- Given text:
┌──

During my research in Australia, I kept a working copy of a chart I would update with various clues and positions, and sometimes use to help the people I was interviewing to visualize where everything was located. I still had the mysterious ‘official position’ marked on this chart, although no one knew for sure where it came from. Because this position (27° 17’ south, 154° 05’ east) was referenced on a number of later Japanese documents, the general belief was that it came from the attacking submarine I-177. I would have been happy if this was true, but eventually I was able to prove that it originated from an official based on shore in Brisbane three days after the attack. Since the position didn’t come from either the Centaur or I-177, I decided it could be discounted. This wasn’t the first time I’d found that an ‘official position’ was a fabrication, but it was surprising in this instance that it had somehow achieved this status in both Australia and Japan.
Meanwhile I was still struggling with the important question of whether Gordon Rippon was able to see the Point Lookout light from the distances needed for his fix at 3.30 a.m. Through the magic of the Internet I created an email group that included John Foley, Jack Duvoisin, Ian Jempson and Kevin Slade — a senior manager at the Australian Hydrographic Office who was also helping me – that allowed us to exchange information and ideas about this issue. In view of Jack’s information that the maximum range for Point Lookout was in the order of seventeen nautical miles, we were stuck with the real possibility that Rippon never saw this light and mistakenly took his position from the more powerful Cape Moreton light instead. John thought we could get better information about the maximum range in 1943 from the AMSA archives, so he arranged for a friend to make a copy of their historical file on the Point Lookout light and send it to him. The file arrived while John was piloting a ship on the Torres Strait route, so I got first crack at reading through the two-inch thick stack of papers.
The AMSA file was essentially a record of every piece of official correspondence about Point Lookout dating back to the first requests for a light in 1927 because overseas shipmasters had complained about the absence of one along this stretch of coastline. It contained every piece of technical data about the tower and light, including the all-important Notices to Mariners detailing that the white light would flash three times every fifteen seconds. The visibility of the light was given as 22 miles. After the light was actually established on 9 February 1932, a lighthouse tender ship, the SS Cape York, was sent out to check its visibility the very next week. Cape York’s master, AS Stumbles, duly reported ‘that the visibility of the Point Lookout light was checked and found to be 23.8 miles at 30 feet high water’. The file contained letters from two other masters who reported seeing the light from distances of 18–20 miles, with the latter commenting, ‘there was a fresh NE blowing at the time but I had no difficulty in picking it up 20 miles off yet the weather was not too clear’. The fact that masters on ships smaller than Centaur could see the light from these distances proved that 17 nautical miles wasn’t the maximum, and that Rippon’s sighting from 23 miles was entirely possible.

└──

- To do:
Extend the passage on the Point Lookout light, picking up after its final sentence. The material that comes next is separate from the passage on the Point Lookout light.

- Data entries:
┌──

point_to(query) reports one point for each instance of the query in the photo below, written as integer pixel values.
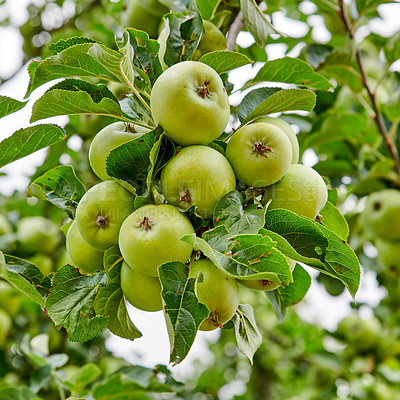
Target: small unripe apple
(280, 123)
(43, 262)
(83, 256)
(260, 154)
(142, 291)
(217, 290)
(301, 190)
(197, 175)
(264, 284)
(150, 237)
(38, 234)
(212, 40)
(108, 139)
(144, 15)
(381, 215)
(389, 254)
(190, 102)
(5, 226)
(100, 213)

└──

- The output:
With my confidence in Rippon restored, and the pessimism surrounding the visibility of the Point Lookout light lifted, I took a second look at the statements survivors had made about seeing lights on the two nights they were drifting on the rafts. Of those who were interviewed and asked about what lights they saw, fifteen replied that they did indeed see the lighthouse lights on at least one of the nights, and several saw the lights on both nights. Taking into account their low elevation, it was still geographically possible for the survivors to have seen the Point Lookout and Cape Moreton lights at 19 and 24 nautical miles respectively. Visibility would have had to be exceptional, although Rippon’s sighting indicates it probably was. Of the survivors who saw the lights, two were merchant seamen whose statements I felt could be trusted.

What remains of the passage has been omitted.